• EXTRAIT DU DOCUMENT:

—————

Les équipes qui se forment et l’idée de pilotage mixte nous rappellent aussi tous ces super sentaï, de Bioman aux Power Rangers mais sans le coté kitsch pourtant indissociable.

pacific rim scale
Pacific Rim
, fidèle à toute cette culture à laquelle il rend un vibrant hommage, emprunte des éléments à beaucoup de séries et films des deux premiers genres. On retrouve ainsi une faille d’où émerge des monstres, un système d’échange mental avec un liquide qui permet de se synchroniser pour piloter les jaegers ou une armure moulante, des éléments qui font penser à Evangelion.

On y voit des monstres avec des apparences qui mélangent insectes, crustacés, céphalopodes, mammifères, poissons et reptiles comme Godzilla et tous ses némésis, mais aussi comme tout le bestiaire de H.P. Lovecraft, déjà une référence prépondérante dans le cinéma de Del Toro.

—————

• LIGNES DE DONNÉES:
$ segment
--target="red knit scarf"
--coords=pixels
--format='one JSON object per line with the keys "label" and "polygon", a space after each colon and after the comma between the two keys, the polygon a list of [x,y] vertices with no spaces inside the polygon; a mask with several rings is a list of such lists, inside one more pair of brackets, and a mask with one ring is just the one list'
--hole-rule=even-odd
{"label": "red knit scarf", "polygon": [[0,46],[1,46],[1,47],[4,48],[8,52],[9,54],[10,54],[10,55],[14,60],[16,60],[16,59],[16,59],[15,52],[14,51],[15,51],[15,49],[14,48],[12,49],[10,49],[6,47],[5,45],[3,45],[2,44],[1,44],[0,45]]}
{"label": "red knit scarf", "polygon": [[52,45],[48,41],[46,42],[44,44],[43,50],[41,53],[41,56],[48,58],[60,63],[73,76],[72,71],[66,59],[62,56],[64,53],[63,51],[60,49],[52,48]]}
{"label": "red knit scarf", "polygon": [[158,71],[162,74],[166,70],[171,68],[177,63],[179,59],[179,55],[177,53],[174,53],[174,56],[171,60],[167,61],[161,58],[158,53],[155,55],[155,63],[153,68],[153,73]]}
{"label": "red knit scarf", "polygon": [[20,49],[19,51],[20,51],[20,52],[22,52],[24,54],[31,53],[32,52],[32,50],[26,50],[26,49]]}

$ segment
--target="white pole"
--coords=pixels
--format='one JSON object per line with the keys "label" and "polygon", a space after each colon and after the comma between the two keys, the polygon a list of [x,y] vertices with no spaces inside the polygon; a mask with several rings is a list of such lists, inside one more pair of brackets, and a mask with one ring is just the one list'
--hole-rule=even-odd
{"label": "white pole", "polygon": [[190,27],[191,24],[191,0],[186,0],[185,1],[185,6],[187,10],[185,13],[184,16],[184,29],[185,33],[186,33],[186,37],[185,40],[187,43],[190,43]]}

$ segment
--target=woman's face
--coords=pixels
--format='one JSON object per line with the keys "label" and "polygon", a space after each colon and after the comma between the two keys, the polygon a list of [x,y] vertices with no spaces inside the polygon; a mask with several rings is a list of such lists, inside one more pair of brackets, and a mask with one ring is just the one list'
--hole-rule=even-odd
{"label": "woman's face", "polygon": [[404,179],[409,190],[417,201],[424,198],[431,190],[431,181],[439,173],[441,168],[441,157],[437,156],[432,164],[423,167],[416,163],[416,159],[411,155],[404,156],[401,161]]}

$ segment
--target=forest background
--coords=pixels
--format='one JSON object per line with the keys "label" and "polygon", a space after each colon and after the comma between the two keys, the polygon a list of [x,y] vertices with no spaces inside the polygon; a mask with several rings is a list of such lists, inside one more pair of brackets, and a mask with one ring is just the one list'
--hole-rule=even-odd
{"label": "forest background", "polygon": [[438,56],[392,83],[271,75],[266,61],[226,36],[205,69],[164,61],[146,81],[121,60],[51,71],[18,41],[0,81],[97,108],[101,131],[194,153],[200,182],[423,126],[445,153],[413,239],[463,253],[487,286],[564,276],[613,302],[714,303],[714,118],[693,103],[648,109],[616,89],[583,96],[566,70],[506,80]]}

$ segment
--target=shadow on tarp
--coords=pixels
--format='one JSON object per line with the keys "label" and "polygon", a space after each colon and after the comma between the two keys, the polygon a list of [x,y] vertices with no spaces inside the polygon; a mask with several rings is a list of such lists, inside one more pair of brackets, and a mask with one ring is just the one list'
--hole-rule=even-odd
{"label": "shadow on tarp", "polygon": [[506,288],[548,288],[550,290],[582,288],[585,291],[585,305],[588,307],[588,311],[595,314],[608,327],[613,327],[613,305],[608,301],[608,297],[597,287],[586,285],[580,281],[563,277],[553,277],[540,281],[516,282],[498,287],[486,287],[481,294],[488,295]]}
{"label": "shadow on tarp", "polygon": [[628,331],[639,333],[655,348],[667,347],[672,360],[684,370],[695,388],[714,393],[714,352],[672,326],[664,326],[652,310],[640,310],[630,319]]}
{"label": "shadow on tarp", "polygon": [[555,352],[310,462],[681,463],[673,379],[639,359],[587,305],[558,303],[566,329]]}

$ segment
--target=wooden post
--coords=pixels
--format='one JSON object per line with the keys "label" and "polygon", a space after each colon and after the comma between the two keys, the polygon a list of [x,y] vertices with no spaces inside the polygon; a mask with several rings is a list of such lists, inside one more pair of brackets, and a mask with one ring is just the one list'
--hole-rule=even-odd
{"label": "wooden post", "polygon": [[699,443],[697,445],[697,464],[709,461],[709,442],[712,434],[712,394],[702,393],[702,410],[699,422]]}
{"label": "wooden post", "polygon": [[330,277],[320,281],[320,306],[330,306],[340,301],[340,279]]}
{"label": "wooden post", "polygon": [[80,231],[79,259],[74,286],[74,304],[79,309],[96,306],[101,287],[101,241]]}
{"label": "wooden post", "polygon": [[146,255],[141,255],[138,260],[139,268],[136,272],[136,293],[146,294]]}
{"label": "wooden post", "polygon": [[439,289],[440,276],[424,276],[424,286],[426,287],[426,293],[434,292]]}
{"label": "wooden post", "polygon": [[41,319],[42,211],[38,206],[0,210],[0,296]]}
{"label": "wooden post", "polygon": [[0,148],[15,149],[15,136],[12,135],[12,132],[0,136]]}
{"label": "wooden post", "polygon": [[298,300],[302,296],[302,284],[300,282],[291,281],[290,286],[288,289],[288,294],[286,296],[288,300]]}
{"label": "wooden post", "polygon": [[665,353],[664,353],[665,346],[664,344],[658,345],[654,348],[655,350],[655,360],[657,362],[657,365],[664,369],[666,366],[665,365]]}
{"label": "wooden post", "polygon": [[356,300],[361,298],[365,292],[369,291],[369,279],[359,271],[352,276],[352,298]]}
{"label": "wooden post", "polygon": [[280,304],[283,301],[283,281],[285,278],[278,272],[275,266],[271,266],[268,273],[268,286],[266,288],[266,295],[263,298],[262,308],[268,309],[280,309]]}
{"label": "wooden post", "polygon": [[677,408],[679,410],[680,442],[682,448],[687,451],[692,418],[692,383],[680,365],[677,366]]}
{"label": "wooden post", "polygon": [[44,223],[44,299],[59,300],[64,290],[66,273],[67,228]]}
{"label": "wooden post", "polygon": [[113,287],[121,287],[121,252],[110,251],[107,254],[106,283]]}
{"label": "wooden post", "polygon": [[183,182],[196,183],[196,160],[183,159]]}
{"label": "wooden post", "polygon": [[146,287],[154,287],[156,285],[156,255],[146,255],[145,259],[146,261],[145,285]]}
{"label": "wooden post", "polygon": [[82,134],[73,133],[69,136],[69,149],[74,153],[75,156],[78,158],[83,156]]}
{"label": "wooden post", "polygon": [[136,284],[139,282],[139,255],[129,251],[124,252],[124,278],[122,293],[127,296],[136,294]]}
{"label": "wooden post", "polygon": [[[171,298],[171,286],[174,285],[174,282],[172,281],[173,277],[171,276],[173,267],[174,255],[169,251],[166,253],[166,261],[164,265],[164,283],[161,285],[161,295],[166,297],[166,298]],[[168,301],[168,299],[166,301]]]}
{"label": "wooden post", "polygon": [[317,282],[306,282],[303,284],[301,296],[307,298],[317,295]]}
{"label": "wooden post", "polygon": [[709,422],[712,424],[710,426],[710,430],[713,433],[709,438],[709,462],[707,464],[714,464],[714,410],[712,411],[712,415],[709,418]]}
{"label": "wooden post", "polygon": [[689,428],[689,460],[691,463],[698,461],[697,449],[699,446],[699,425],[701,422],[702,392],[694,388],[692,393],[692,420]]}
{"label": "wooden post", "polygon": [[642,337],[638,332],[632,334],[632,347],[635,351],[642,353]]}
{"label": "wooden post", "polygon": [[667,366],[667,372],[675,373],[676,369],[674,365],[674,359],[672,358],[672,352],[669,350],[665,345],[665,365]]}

—————

• TÂCHES À FAIRE:
A: Reprends sous forme de liste le paragraphe de l'extrait sur Pacific Rim qui commence par « On y voit des monstres », en gardant ses faits principaux.
B: Résume en deux phrases l'extrait sur Pacific Rim.
C: Renvoie mot pour mot le passage de l'extrait sur Pacific Rim qui commence aux mots « pacific rim scale » et s'arrête après « de Del Toro. ».

• RÉPONSES:
A:
- Les monstres du film ont des apparences qui mélangent insectes, crustacés, céphalopodes, mammifères, poissons et reptiles.
- Ils rappellent Godzilla et tous ses némésis.
- Ils rappellent aussi tout le bestiaire de H.P. Lovecraft, déjà une référence importante dans le cinéma de Del Toro.

B: Pacific Rim rend hommage à toute une culture et emprunte des éléments à beaucoup de séries et de films, comme une faille d'où sortent des monstres ou un système d'échange mental pour piloter les jaegers, qui font penser à Evangelion, tandis que ses équipes et son pilotage mixte rappellent les super sentaï. Ses monstres mélangent des traits de nombreux animaux, à la manière de Godzilla et du bestiaire de H.P. Lovecraft, une référence importante dans le cinéma de Del Toro.

C:
pacific rim scale
Pacific Rim
, fidèle à toute cette culture à laquelle il rend un vibrant hommage, emprunte des éléments à beaucoup de séries et films des deux premiers genres. On retrouve ainsi une faille d’où émerge des monstres, un système d’échange mental avec un liquide qui permet de se synchroniser pour piloter les jaegers ou une armure moulante, des éléments qui font penser à Evangelion.

On y voit des monstres avec des apparences qui mélangent insectes, crustacés, céphalopodes, mammifères, poissons et reptiles comme Godzilla et tous ses némésis, mais aussi comme tout le bestiaire de H.P. Lovecraft, déjà une référence prépondérante dans le cinéma de Del Toro.